WHAT YOU NEED TO DO:
Will you extract the entries word for word? Images should not appear in the copy.
--- START ---
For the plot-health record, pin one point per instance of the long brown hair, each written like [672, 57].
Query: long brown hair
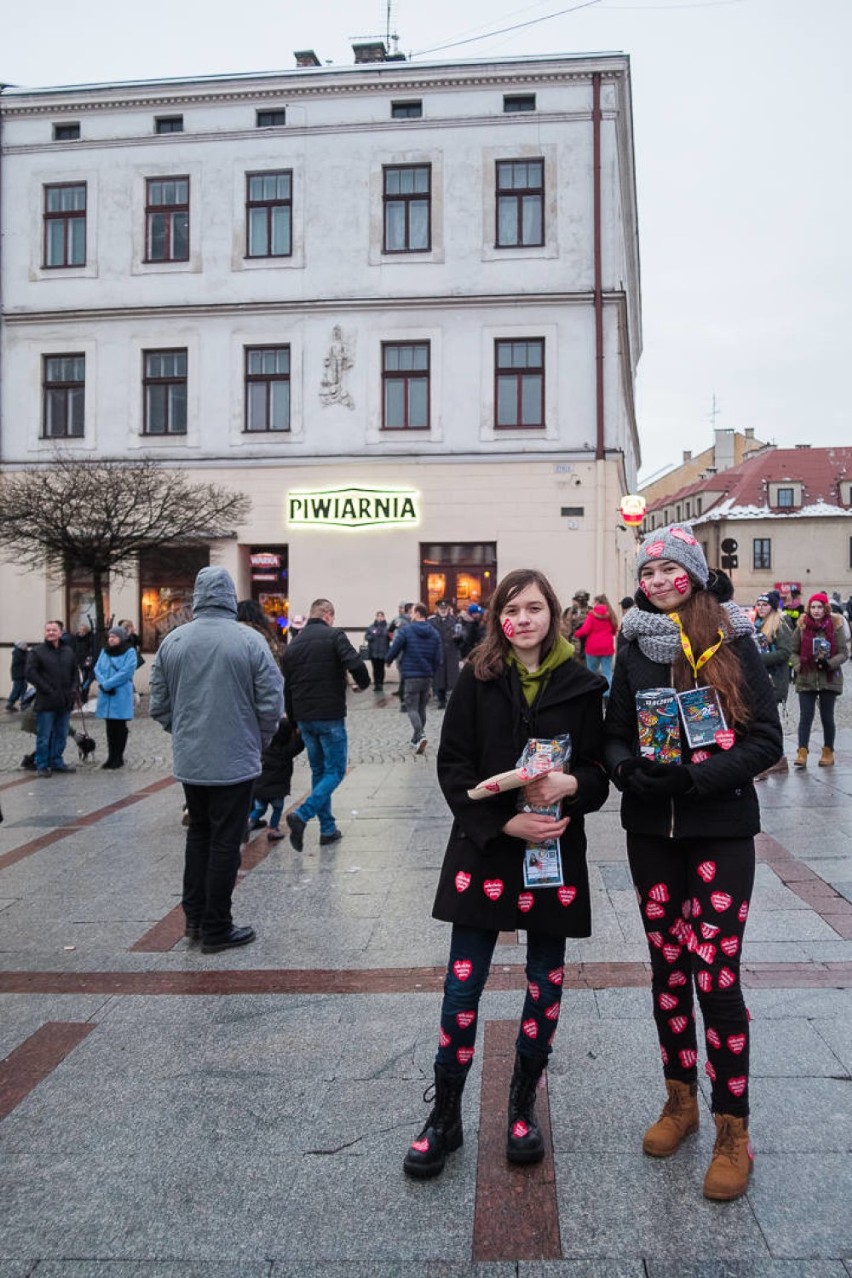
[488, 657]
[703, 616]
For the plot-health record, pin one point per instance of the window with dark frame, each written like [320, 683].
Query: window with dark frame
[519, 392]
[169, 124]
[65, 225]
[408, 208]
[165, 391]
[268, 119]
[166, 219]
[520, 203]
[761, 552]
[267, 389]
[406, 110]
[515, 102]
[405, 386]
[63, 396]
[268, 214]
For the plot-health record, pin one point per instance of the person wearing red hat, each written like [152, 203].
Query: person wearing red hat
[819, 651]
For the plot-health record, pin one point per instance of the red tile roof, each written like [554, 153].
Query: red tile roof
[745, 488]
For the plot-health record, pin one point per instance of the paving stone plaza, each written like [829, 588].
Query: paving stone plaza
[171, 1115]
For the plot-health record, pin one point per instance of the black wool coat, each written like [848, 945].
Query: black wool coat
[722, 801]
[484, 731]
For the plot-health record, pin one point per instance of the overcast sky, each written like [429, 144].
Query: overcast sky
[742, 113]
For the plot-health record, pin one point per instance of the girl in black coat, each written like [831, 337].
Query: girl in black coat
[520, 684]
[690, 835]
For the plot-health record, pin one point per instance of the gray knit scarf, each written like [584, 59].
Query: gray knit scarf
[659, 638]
--- END ---
EXERCISE RESULT:
For the plot-health record, pin one point per instance of the long brown hair, each written like [672, 57].
Query: long brown hair
[488, 657]
[703, 616]
For the plot-health record, pin one point per instance of the window with dark frame, each written like [320, 683].
Query: window with dark frame
[519, 392]
[169, 124]
[65, 225]
[408, 208]
[165, 391]
[268, 119]
[166, 219]
[520, 203]
[761, 552]
[267, 389]
[406, 110]
[515, 102]
[405, 386]
[63, 396]
[268, 214]
For the plot-health record, pin one point per instance of the person wearing red hat, each written like [152, 203].
Query: person wearing red hat
[819, 651]
For the plot-health record, pin one point per instance of the red tile roof, each written like [554, 153].
Query: red tile roof
[745, 488]
For the plot-health record, pin one point per instance of the paving stone plaza, each written like [829, 588].
Query: paving stone plaza
[171, 1115]
For the plot-health record, pin one point per instance of the black wool coat, each written like [848, 945].
Query: black wool coat
[722, 801]
[484, 731]
For the plot-health record, pin one point per instance of the overcast sky, each written like [429, 144].
Query: overcast sky
[742, 113]
For the plot-health record, pin one point per instance of the girl in black coat, each written like [831, 337].
Query: girl in black coat
[520, 684]
[690, 835]
For the plot-health record, pin one point per instance of the gray knit scarf, each written like [584, 59].
Query: gray knit scarf
[659, 638]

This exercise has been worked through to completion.